• [Goal]
Below are the records. Restate word for word every line from the one that contains "on ground, the" through the final line, both included.

• [Records for the exercise]
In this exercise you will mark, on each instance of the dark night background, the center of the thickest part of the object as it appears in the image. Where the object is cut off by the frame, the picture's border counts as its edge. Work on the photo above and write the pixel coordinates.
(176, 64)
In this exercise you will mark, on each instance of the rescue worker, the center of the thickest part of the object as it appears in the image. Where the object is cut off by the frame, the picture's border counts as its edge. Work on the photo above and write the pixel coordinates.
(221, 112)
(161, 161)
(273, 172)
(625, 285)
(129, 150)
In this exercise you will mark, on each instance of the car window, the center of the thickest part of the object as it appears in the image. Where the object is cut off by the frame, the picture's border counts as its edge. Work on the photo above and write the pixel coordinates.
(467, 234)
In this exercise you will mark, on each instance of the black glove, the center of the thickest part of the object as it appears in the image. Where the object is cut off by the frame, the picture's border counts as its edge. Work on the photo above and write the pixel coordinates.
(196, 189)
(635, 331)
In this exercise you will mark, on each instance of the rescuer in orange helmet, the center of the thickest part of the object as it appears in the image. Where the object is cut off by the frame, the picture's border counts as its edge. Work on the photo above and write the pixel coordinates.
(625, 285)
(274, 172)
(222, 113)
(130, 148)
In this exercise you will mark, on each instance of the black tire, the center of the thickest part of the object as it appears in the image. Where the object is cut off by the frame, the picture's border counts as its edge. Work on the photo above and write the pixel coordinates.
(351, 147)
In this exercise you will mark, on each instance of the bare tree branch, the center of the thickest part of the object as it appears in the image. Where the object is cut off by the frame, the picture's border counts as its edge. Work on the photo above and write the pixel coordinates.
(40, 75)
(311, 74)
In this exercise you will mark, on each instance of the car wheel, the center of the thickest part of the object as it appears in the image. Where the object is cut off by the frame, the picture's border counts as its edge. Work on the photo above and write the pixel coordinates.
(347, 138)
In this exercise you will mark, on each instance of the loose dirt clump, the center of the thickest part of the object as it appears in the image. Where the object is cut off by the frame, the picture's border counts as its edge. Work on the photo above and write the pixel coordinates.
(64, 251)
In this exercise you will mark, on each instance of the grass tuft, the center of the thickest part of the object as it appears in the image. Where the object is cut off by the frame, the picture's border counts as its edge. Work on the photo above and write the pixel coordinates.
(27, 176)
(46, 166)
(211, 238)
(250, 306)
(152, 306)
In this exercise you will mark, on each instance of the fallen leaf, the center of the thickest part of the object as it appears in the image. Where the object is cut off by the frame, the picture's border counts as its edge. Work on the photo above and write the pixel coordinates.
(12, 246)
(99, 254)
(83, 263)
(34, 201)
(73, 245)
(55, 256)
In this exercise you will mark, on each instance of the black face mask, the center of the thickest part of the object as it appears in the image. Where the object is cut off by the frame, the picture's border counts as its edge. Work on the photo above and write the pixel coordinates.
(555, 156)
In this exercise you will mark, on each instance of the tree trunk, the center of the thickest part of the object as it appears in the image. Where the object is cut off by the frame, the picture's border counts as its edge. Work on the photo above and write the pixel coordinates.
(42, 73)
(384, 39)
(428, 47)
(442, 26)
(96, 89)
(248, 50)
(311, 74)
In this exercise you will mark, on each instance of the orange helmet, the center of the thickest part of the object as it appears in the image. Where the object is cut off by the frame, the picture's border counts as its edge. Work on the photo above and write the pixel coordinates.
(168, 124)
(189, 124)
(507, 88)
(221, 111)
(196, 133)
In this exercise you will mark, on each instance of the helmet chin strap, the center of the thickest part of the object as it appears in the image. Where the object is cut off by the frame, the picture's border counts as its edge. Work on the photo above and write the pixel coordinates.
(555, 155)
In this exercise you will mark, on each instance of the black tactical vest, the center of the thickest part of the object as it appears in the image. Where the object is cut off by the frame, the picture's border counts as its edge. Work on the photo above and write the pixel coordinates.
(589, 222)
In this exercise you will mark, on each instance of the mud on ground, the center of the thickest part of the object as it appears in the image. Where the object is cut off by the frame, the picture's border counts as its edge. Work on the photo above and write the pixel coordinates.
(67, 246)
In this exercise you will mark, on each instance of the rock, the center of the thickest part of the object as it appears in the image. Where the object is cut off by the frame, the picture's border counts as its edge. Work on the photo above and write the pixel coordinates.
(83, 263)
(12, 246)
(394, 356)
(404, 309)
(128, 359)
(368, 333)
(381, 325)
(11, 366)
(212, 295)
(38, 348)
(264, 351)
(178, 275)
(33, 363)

• [Solution for this task]
In this exercise you will mark, on each instance of the mud on ground, the center of the thickest part of the object as it appears in the image. Where the object is cut off by the frame, the picture's border counts as its edge. Work on the photo above and write the pixel coordinates.
(67, 246)
In this exercise you will mark, on each instance of the rock, the center of the thickest part of the object as it appears in the image. Where the object is cut off by the frame, the picture's border counts as its edge. Work on the photo above and write the pixel coordinates.
(83, 263)
(12, 246)
(394, 356)
(404, 309)
(128, 359)
(368, 333)
(381, 325)
(11, 366)
(212, 295)
(38, 348)
(264, 351)
(178, 275)
(33, 363)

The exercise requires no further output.